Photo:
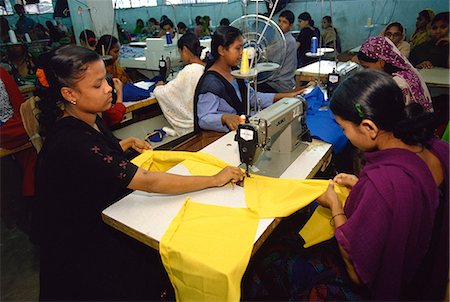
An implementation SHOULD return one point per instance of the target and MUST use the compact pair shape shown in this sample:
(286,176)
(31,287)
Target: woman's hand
(425,65)
(347,180)
(118,86)
(136,143)
(231,121)
(228,174)
(329,199)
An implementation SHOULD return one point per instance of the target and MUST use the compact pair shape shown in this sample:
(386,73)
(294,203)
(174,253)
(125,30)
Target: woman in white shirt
(176,98)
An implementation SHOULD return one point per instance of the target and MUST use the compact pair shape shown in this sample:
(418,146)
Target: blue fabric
(133,93)
(322,123)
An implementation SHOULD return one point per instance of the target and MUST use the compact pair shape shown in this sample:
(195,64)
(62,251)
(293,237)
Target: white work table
(146,216)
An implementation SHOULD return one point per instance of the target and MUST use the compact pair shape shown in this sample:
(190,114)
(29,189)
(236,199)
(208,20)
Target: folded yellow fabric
(279,197)
(161,161)
(206,250)
(318,228)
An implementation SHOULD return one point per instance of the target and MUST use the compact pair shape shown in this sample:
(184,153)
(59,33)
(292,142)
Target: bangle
(332,218)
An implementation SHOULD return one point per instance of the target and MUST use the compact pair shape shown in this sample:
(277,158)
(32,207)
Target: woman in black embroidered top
(82,170)
(219,97)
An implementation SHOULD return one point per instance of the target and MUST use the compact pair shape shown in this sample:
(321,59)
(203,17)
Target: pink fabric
(382,48)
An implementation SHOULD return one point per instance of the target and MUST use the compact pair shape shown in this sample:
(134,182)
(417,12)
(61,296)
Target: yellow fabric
(279,197)
(206,250)
(318,228)
(198,163)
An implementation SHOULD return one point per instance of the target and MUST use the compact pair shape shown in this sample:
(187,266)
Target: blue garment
(133,93)
(211,107)
(322,123)
(24,25)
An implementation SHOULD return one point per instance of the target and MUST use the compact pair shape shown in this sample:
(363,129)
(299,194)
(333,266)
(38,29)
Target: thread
(244,62)
(12,36)
(170,131)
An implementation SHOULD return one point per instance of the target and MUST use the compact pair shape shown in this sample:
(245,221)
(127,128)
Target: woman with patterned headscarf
(380,53)
(422,33)
(396,33)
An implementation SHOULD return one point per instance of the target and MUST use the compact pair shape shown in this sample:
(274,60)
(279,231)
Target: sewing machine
(273,138)
(156,48)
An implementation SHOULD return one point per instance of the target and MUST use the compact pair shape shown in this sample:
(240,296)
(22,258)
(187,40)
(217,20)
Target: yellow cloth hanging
(318,228)
(161,161)
(280,197)
(206,250)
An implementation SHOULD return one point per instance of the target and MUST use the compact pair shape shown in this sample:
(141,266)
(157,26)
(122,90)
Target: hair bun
(417,127)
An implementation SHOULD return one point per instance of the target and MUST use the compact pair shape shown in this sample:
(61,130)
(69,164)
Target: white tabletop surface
(146,216)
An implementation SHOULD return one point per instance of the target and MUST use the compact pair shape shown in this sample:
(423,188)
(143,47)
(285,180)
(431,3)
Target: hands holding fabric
(136,143)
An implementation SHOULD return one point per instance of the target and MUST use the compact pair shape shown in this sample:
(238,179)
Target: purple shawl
(383,48)
(391,212)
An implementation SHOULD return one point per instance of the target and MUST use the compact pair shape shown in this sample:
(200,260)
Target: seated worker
(330,37)
(12,131)
(396,33)
(24,24)
(435,52)
(82,169)
(381,54)
(167,27)
(183,29)
(284,80)
(307,31)
(205,31)
(139,27)
(224,22)
(220,98)
(391,237)
(88,39)
(176,98)
(114,115)
(423,25)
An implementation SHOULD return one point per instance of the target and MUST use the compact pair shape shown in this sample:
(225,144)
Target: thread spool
(244,62)
(12,36)
(170,131)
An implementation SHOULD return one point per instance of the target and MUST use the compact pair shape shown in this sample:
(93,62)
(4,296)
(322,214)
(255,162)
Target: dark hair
(198,20)
(289,15)
(107,41)
(441,17)
(426,15)
(328,18)
(306,17)
(166,22)
(181,25)
(388,68)
(192,43)
(64,67)
(88,36)
(223,36)
(400,27)
(379,99)
(224,22)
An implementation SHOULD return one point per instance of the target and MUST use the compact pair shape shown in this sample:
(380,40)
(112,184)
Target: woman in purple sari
(392,234)
(381,53)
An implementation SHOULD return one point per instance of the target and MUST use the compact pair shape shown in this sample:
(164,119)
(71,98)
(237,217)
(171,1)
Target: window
(175,2)
(33,7)
(133,3)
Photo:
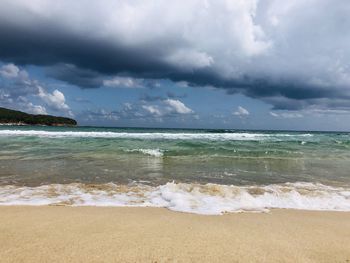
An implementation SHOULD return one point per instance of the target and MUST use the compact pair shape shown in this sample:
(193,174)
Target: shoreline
(125,234)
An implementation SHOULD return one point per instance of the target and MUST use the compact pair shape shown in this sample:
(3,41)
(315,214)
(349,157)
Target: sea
(208,172)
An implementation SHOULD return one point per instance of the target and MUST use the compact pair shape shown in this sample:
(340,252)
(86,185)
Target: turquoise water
(34,157)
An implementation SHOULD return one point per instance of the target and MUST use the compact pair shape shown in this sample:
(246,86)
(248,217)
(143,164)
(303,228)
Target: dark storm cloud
(262,51)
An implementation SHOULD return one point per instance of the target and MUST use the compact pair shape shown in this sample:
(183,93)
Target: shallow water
(171,163)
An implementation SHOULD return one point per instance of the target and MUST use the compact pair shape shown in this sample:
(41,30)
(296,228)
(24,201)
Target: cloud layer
(294,55)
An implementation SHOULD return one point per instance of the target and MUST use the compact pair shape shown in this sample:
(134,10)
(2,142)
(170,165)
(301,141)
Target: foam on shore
(211,199)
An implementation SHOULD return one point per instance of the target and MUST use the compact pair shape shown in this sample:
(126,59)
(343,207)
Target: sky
(236,64)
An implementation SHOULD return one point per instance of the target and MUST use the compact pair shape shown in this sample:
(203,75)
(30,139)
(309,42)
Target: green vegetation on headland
(13,117)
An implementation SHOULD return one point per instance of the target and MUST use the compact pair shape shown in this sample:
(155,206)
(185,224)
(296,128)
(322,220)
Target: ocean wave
(210,199)
(151,152)
(156,135)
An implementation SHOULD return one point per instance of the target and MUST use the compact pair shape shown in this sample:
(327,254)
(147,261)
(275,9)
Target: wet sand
(97,234)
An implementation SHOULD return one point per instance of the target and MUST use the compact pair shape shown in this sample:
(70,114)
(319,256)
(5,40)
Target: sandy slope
(91,234)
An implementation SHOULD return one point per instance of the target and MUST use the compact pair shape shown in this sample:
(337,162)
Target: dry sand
(91,234)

----

Instructions to follow
Omit all pictures while transcribing the entries verbatim.

Response
Photo:
An implementation SHOULD return one point per instance of the target and MUST use the compact pair shape shown in this sample:
(286,176)
(31,287)
Target: woman's hand
(425,65)
(347,180)
(118,86)
(136,143)
(231,121)
(228,174)
(329,199)
An implementation SHOULD return one point per instance of the target and MUST use the compact pair shape shown in this sample:
(386,73)
(294,203)
(174,253)
(125,30)
Target: woman in white shirt
(176,98)
An implementation SHOULD return one point per instance of the target and MUST use the compact pair shape shown in this sample:
(418,146)
Target: blue fabric
(133,93)
(322,123)
An implementation SHOULD return one point per instance of the target and MUST use the compact pair shape shown in this sample:
(195,64)
(62,251)
(293,237)
Target: white work table
(146,216)
An implementation SHOULD return one point per instance of the target and MUST use the compact pair shape shown in this sample:
(190,114)
(29,189)
(236,199)
(208,20)
Target: folded yellow fabric
(279,197)
(161,161)
(206,250)
(318,228)
An implementation SHOULD return one point per instance of the target and MUST use the compact pair shape shown in this sample:
(184,153)
(59,33)
(292,142)
Target: bangle
(332,218)
An implementation SHOULD return one point per instance of the target and MUST use the compact pair shape shown in this sample:
(277,158)
(32,207)
Target: woman in black embroidered top
(82,170)
(219,97)
An implementation SHOULD return one point per instance of the target and MUST use the compact pair shape shown in this sample:
(321,59)
(203,17)
Target: pink fabric
(382,48)
An implementation SHOULD return one point per instance of the target and MUST use the compact pair shape shown in this sample:
(134,182)
(417,12)
(61,296)
Target: yellow fabric
(279,197)
(206,250)
(318,228)
(198,163)
An implementation SHOULD return one point per instance of the target and MUST use the compact pair shape shown in this sample:
(187,266)
Target: blue garment
(133,93)
(211,107)
(322,123)
(24,25)
An implementation SHOULD return one point per instance of the target and MUST use the compact pair shape shown in this sample:
(363,129)
(299,194)
(333,266)
(38,29)
Target: thread
(244,62)
(12,36)
(170,131)
An implementation SHOULD return one point per instance of the target and MUST use the compact pair shape shown in this sample:
(245,221)
(127,128)
Target: woman with patterned headscarf
(380,53)
(422,33)
(396,33)
An implementation SHOULD return one point per instance of the target and MUST use the compact pair shape shown in this sample:
(274,60)
(279,231)
Target: sewing machine
(273,138)
(156,48)
An implementation SHOULD return one point per instance of the target and MUST use the compact pair shape shown in this sample:
(240,296)
(22,258)
(187,40)
(217,20)
Target: yellow cloth hanging
(318,228)
(161,161)
(280,197)
(206,250)
An implementation SHOULD return one point per instance of the target and MUST use the compact pair shape shown in this sample:
(141,266)
(157,26)
(122,90)
Target: hair bun
(417,127)
An implementation SHOULD return one point per instance of the target and MUST use the compact pair shape shown in this sample:
(61,130)
(69,164)
Target: white tabletop surface
(146,216)
An implementation SHOULD return one point per instance of the target and MUST use the compact pair shape shown in this sample:
(423,188)
(143,47)
(285,180)
(431,3)
Target: hands holding fabric
(136,143)
An implementation SHOULD return one point per instance of the target and MUST use the compact pair shape shown in this sample:
(238,179)
Target: purple shawl
(383,48)
(391,212)
An implementation SHOULD return one point per instance of the target and MUST use the compact pair shape shown in this sample:
(200,260)
Target: seated worker
(330,37)
(12,131)
(396,33)
(24,24)
(435,52)
(82,169)
(381,54)
(167,27)
(183,29)
(284,80)
(307,31)
(205,31)
(139,27)
(224,22)
(220,98)
(391,237)
(88,39)
(176,98)
(114,115)
(423,25)
An implementation SHOULD return one point per instance of the target and MUST use the compact pair shape shown in this sample:
(225,144)
Target: thread spool
(244,62)
(12,36)
(170,131)
An implementation SHOULD return one point per instance of the target and MUST use the compact pair shape shown in this sample:
(93,62)
(4,296)
(322,214)
(255,162)
Target: dark hair
(198,20)
(289,15)
(107,41)
(441,17)
(426,15)
(328,18)
(306,17)
(166,22)
(181,25)
(388,68)
(192,43)
(64,67)
(88,36)
(223,36)
(400,27)
(379,99)
(224,22)
An implementation SHOULD return one point per instance of the target and MUST use the compact pair shape shown in this sample:
(380,40)
(112,184)
Target: woman in purple sari
(392,234)
(381,53)
An implementation SHOULD return one point per instance of the target and MUST use the compact pair shape shown in this sample:
(164,119)
(71,98)
(237,217)
(171,1)
Target: window
(175,2)
(33,7)
(133,3)
Photo:
An implementation SHOULD return one point per instance of the target and MUST use the compact pair shape shown in this sample:
(193,174)
Target: shoreline
(125,234)
An implementation SHOULD return one point per instance of the target and MUST use the compact pair shape shown in this sample:
(3,41)
(315,214)
(349,157)
Target: sea
(208,172)
An implementation SHOULD return one point per instance of the target and MUST use the compact pair shape shown in this sample:
(340,252)
(86,185)
Target: turquoise water
(34,157)
An implementation SHOULD return one point per instance of the target and MUST use the compact pair shape shown in this sample:
(246,86)
(248,217)
(143,164)
(303,228)
Target: dark storm cloud
(262,51)
An implementation SHOULD return one point per instance of the target and MUST use the compact pair shape shown in this sample:
(183,93)
Target: shallow water
(171,163)
An implementation SHOULD return one point per instance of the target and MUST use the compact pair shape shown in this sample:
(41,30)
(296,228)
(24,201)
Target: cloud layer
(294,55)
An implementation SHOULD return one point per instance of the target and MUST use the compact pair shape shown in this sample:
(134,10)
(2,142)
(170,165)
(301,141)
Target: foam on shore
(211,199)
An implementation SHOULD return one point per instance of the target and MUST use the compact pair shape shown in this sample:
(126,59)
(343,207)
Target: sky
(236,64)
An implementation SHOULD return one point per instance of the target and MUST use the compact pair shape shown in this sample:
(203,75)
(30,139)
(309,42)
Target: green vegetation on headland
(13,117)
An implementation SHOULD return one point per instance of the target and MUST use the compact pair shape shown in this sample:
(155,206)
(185,224)
(296,128)
(322,220)
Target: ocean wave
(210,199)
(151,152)
(156,135)
An implementation SHOULD return one point per instance of the target and MUST use the compact pair shape shown in this sample:
(327,254)
(147,261)
(275,9)
Target: wet sand
(97,234)
An implementation SHOULD return one point per instance of the target and MUST use the compact pair shape shown in this sample:
(70,114)
(319,256)
(5,40)
Target: sandy slope
(91,234)
An implementation SHOULD return one point per instance of the target and MUST use the compact pair shape shown in this sample:
(337,162)
Target: dry sand
(91,234)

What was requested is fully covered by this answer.